Collection entries:
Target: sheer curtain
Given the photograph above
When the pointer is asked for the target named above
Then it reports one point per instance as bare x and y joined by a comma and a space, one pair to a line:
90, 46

Do this:
Duplicate the lines above without any changes.

Finished answer:
Target: sheer curtain
Given the photograph above
When the pointer is asked for the target named above
Then it reports one point per instance as bare x and y joined by a comma and a space, one pair to a line:
90, 46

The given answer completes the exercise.